- Document segment -

'''

What the other person does

  • Just run it: click the link → the app's already running. ~5 sec, no account, nothing installed. [confirmed]
  • Copy it to change: click Remix, edit freely — needs a free Replit account (~3 min once). [confirmed]
  • Edit alongside you: accept your invite and they're in the same live project — but that runs on your paid plan, not theirs. [confirmed]
  • Pay: nothing to view, run, or remix a public app. [confirmed]

Other ways to share

  • It should just run for a non-technical viewer — no editor, no remix, no account? → a deployed website opens in any browser as a finished thing, not a space to tinker in.
  • It's one notebook to press play on, not a live multi-file app to co-edit? → a Google Colab notebook is the lighter press-play option.
  • They're ready for the real source — every file, full history, changes approved before they land? → a GitHub repo; Replit is about running and copying in-browser, not careful version history.

'''

- Set task 1 -
Answer these questions from the text on sharing a Replit app:
(a) About how long does it take for the app to be running after the other person clicks the link?
(b) What does the other person need in order to remix the app?
(c) Which option does the text call the lighter press-play option?

(Collected data)
'''

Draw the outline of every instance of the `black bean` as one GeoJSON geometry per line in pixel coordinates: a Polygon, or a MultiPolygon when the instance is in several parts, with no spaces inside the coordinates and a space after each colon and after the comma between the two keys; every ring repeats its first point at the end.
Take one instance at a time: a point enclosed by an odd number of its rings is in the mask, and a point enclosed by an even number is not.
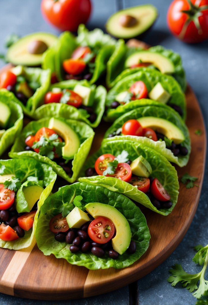
{"type": "Polygon", "coordinates": [[[116,260],[118,257],[118,253],[114,250],[110,250],[108,251],[108,256],[111,258],[116,260]]]}
{"type": "Polygon", "coordinates": [[[88,118],[88,120],[91,123],[94,123],[97,118],[97,115],[96,113],[91,113],[88,118]]]}
{"type": "Polygon", "coordinates": [[[72,245],[69,247],[69,249],[72,253],[76,253],[78,251],[79,251],[79,248],[77,246],[72,245]]]}
{"type": "Polygon", "coordinates": [[[87,177],[90,177],[91,176],[96,176],[97,174],[94,167],[89,167],[86,170],[85,174],[87,177]]]}
{"type": "Polygon", "coordinates": [[[81,240],[79,236],[77,236],[77,237],[75,237],[73,241],[72,244],[75,246],[79,246],[81,243],[81,240]]]}
{"type": "Polygon", "coordinates": [[[186,156],[188,153],[188,150],[185,146],[181,146],[180,150],[180,153],[182,156],[186,156]]]}
{"type": "Polygon", "coordinates": [[[16,232],[19,237],[23,237],[24,236],[25,232],[23,229],[20,228],[19,226],[16,226],[14,228],[14,230],[16,232]]]}
{"type": "Polygon", "coordinates": [[[163,201],[162,204],[163,209],[170,209],[173,205],[171,201],[163,201]]]}
{"type": "Polygon", "coordinates": [[[66,234],[61,232],[58,232],[54,236],[54,238],[57,242],[65,242],[66,238],[66,234]]]}
{"type": "Polygon", "coordinates": [[[81,250],[84,253],[85,253],[89,251],[91,246],[91,244],[89,242],[85,242],[82,246],[81,250]]]}
{"type": "Polygon", "coordinates": [[[2,210],[0,212],[0,217],[4,221],[6,221],[9,219],[9,214],[7,210],[2,210]]]}
{"type": "Polygon", "coordinates": [[[102,257],[105,255],[104,250],[99,247],[93,247],[91,251],[93,254],[99,257],[102,257]]]}
{"type": "Polygon", "coordinates": [[[78,236],[79,236],[80,238],[82,239],[86,239],[88,237],[88,235],[87,232],[84,231],[83,230],[79,230],[77,231],[77,234],[78,236]]]}
{"type": "Polygon", "coordinates": [[[129,254],[134,254],[136,252],[136,243],[133,240],[131,240],[129,246],[126,250],[126,252],[129,254]]]}
{"type": "Polygon", "coordinates": [[[120,106],[120,103],[117,102],[117,101],[114,101],[114,102],[113,102],[110,107],[112,109],[115,109],[119,106],[120,106]]]}

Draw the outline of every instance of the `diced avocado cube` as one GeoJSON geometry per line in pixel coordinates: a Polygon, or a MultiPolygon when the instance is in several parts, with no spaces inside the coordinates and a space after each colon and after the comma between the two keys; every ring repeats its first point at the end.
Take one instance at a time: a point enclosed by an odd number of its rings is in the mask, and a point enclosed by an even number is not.
{"type": "Polygon", "coordinates": [[[158,83],[149,93],[151,99],[166,104],[171,95],[163,88],[160,83],[158,83]]]}
{"type": "Polygon", "coordinates": [[[83,224],[90,220],[87,214],[77,206],[75,206],[66,218],[70,228],[79,228],[83,224]]]}
{"type": "Polygon", "coordinates": [[[142,156],[134,160],[130,166],[132,173],[139,177],[148,178],[152,171],[150,164],[142,156]]]}
{"type": "Polygon", "coordinates": [[[129,93],[128,91],[123,91],[117,95],[115,100],[117,102],[124,102],[126,98],[129,93]]]}
{"type": "Polygon", "coordinates": [[[84,106],[92,106],[95,91],[91,88],[81,85],[76,85],[73,90],[82,98],[82,103],[84,106]]]}

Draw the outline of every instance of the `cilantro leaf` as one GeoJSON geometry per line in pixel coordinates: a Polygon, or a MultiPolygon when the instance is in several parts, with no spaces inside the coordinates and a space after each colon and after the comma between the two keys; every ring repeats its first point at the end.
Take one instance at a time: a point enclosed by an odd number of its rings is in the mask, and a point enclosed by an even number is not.
{"type": "Polygon", "coordinates": [[[12,177],[9,180],[6,180],[4,183],[4,186],[5,188],[8,188],[15,192],[16,192],[21,185],[20,179],[14,177],[12,177]]]}

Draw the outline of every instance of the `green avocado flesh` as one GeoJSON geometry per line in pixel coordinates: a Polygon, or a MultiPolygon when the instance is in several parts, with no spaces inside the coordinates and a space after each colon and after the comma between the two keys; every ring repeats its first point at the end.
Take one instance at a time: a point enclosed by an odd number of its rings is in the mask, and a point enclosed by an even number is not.
{"type": "Polygon", "coordinates": [[[119,254],[124,253],[130,244],[131,232],[129,224],[124,215],[114,207],[100,202],[88,203],[85,208],[94,218],[102,216],[111,220],[116,232],[112,239],[113,249],[119,254]]]}
{"type": "Polygon", "coordinates": [[[132,38],[145,32],[156,20],[158,15],[157,9],[153,5],[147,4],[130,7],[119,11],[112,15],[107,22],[107,31],[118,38],[132,38]],[[124,15],[135,18],[137,23],[133,26],[127,27],[122,25],[120,18],[124,15]]]}
{"type": "Polygon", "coordinates": [[[23,191],[25,198],[25,200],[27,203],[28,207],[30,211],[36,201],[39,200],[41,195],[44,190],[41,186],[38,185],[30,185],[24,187],[23,191]]]}
{"type": "Polygon", "coordinates": [[[143,128],[152,128],[160,132],[176,144],[180,144],[185,140],[184,135],[176,125],[169,121],[154,117],[143,117],[138,119],[143,128]]]}
{"type": "Polygon", "coordinates": [[[48,48],[56,42],[58,38],[52,34],[43,32],[34,33],[25,36],[9,48],[6,54],[7,61],[15,65],[39,66],[42,62],[42,53],[32,54],[28,49],[30,43],[36,41],[43,41],[48,48]]]}
{"type": "Polygon", "coordinates": [[[126,68],[128,68],[139,63],[149,63],[157,68],[162,73],[172,74],[175,67],[172,61],[159,53],[149,51],[141,51],[134,53],[127,59],[126,68]]]}
{"type": "Polygon", "coordinates": [[[80,141],[77,133],[63,121],[52,117],[50,120],[48,128],[52,129],[65,142],[62,147],[62,157],[73,159],[80,146],[80,141]]]}

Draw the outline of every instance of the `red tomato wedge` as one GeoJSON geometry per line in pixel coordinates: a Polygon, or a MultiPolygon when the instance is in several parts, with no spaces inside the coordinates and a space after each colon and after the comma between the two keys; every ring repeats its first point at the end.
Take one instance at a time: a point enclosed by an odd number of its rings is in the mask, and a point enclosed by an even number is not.
{"type": "Polygon", "coordinates": [[[151,192],[156,199],[161,201],[168,201],[170,196],[165,190],[158,179],[155,178],[150,187],[151,192]]]}
{"type": "Polygon", "coordinates": [[[11,241],[19,238],[16,231],[9,226],[3,222],[0,224],[0,239],[6,241],[11,241]]]}
{"type": "Polygon", "coordinates": [[[148,178],[137,177],[136,176],[131,177],[129,181],[129,183],[134,186],[136,185],[138,189],[143,193],[147,192],[150,185],[149,179],[148,178]]]}
{"type": "Polygon", "coordinates": [[[54,216],[51,219],[49,228],[53,233],[58,233],[58,232],[66,232],[69,230],[66,217],[62,217],[61,213],[54,216]]]}
{"type": "Polygon", "coordinates": [[[98,217],[93,220],[88,227],[88,235],[92,240],[105,244],[110,240],[115,232],[114,225],[109,219],[98,217]]]}
{"type": "Polygon", "coordinates": [[[18,224],[20,228],[26,231],[28,231],[32,228],[34,222],[34,217],[36,211],[31,211],[25,213],[17,218],[18,224]]]}
{"type": "Polygon", "coordinates": [[[86,64],[81,59],[70,58],[64,60],[63,63],[64,69],[68,74],[77,75],[83,72],[86,66],[86,64]]]}
{"type": "Polygon", "coordinates": [[[14,191],[5,188],[3,184],[0,184],[0,210],[6,210],[12,205],[15,194],[14,191]]]}
{"type": "Polygon", "coordinates": [[[138,81],[130,87],[129,91],[133,94],[131,99],[145,99],[148,95],[148,91],[146,85],[142,81],[138,81]]]}
{"type": "Polygon", "coordinates": [[[114,160],[115,157],[110,153],[106,153],[102,155],[96,160],[95,164],[95,168],[98,175],[103,175],[109,162],[114,160]]]}

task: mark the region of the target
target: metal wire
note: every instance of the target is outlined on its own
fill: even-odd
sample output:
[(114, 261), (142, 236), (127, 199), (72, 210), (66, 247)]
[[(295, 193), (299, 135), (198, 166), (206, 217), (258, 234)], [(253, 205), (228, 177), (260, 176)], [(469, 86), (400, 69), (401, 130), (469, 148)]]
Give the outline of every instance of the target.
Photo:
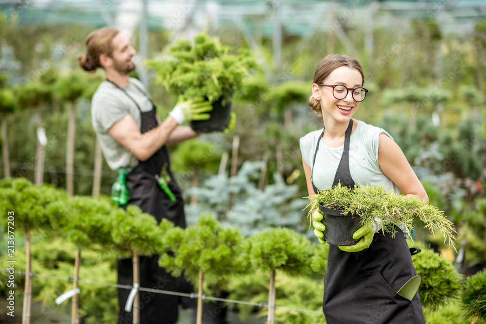
[[(0, 271), (8, 272), (11, 271), (11, 270), (6, 269), (4, 268), (0, 268)], [(14, 271), (16, 273), (19, 273), (19, 274), (22, 274), (25, 275), (27, 273), (25, 271), (21, 271), (20, 270), (15, 270)], [(42, 277), (43, 278), (49, 278), (50, 279), (55, 279), (60, 280), (64, 280), (65, 281), (74, 281), (74, 279), (73, 278), (70, 277), (59, 277), (55, 275), (52, 275), (49, 274), (42, 274), (41, 273), (31, 273), (31, 274), (32, 276), (35, 277)], [(106, 282), (99, 282), (98, 281), (91, 281), (90, 280), (85, 280), (83, 279), (78, 279), (77, 280), (78, 282), (82, 282), (85, 284), (89, 284), (91, 285), (97, 285), (98, 286), (104, 286), (106, 287), (115, 287), (117, 288), (121, 288), (122, 289), (127, 289), (131, 290), (133, 288), (133, 286), (131, 285), (119, 285), (118, 284), (110, 284)], [(139, 288), (139, 290), (141, 291), (148, 291), (149, 292), (155, 292), (156, 293), (162, 293), (165, 294), (166, 295), (173, 295), (174, 296), (181, 296), (182, 297), (188, 297), (190, 298), (199, 298), (199, 295), (196, 293), (185, 293), (184, 292), (177, 292), (175, 291), (171, 291), (169, 290), (164, 290), (160, 289), (153, 289), (151, 288), (144, 288), (143, 287), (140, 287)], [(242, 300), (235, 300), (234, 299), (226, 299), (226, 298), (220, 298), (216, 297), (208, 297), (206, 295), (203, 295), (201, 296), (201, 298), (203, 300), (207, 299), (208, 300), (214, 300), (219, 302), (224, 302), (226, 303), (231, 303), (233, 304), (242, 304), (246, 305), (251, 305), (252, 306), (258, 306), (259, 307), (268, 307), (268, 303), (252, 303), (250, 302), (245, 302)], [(319, 311), (318, 310), (311, 310), (310, 309), (301, 309), (300, 308), (295, 308), (291, 307), (285, 307), (284, 306), (278, 306), (275, 305), (275, 308), (281, 308), (282, 309), (287, 309), (289, 310), (296, 310), (297, 311), (304, 312), (306, 313), (312, 313), (313, 314), (322, 314), (322, 311)]]

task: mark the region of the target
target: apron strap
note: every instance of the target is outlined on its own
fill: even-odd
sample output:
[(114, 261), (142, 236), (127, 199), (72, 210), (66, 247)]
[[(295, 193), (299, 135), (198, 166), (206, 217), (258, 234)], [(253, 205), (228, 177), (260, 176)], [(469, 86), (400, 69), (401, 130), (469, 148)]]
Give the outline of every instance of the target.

'''

- Set task 2 -
Gather every line of the records that contains the string "colon", treating uppercase and lowercase as different.

- Correct answer 1 -
(a) About 5 seconds.
(b) A free Replit account.
(c) A Google Colab notebook.

- Correct answer 2 -
Draw the outline of every instance of the `black bean` as one GeoJSON geometry per line in pixel coordinates: a Polygon, or a MultiPolygon when the instance is in several parts, with no spaces inside the coordinates and a space after each colon and after the comma between the two keys; every ring repeats its first point at the end.
Draw the outline of every instance of the `diced avocado cube` as one GeoJSON geometry per line in pixel coordinates: a Polygon, or a MultiPolygon when the instance is in several parts, with no spaces inside the coordinates and a space after each colon and after the comma between the two keys; every ring repeats its first point at the end.
Draw the outline of every instance of the `cilantro leaf` as one GeoJSON geometry per line in pixel coordinates: a Polygon, or a MultiPolygon when the instance is in several parts, with no spaces inside the coordinates and a space after each colon and after the comma between the two keys; every ring repeats its first point at the end.
Draw the outline of every instance of the `green avocado flesh` as one GeoJSON geometry per line in pixel coordinates: a Polygon, or a MultiPolygon when the instance is in several parts, with no spaces inside the coordinates and a space after each colon and after the comma between the two keys; every ring repeats its first point at the end.
Draw the outline of every instance of the `red tomato wedge` as one GeoJSON geometry per line in pixel coordinates: a Polygon, or a MultiPolygon when the instance is in several parts, with no spaces inside the coordinates and a space after each colon and after the comma between the two keys; every ring repeats its first point at the end.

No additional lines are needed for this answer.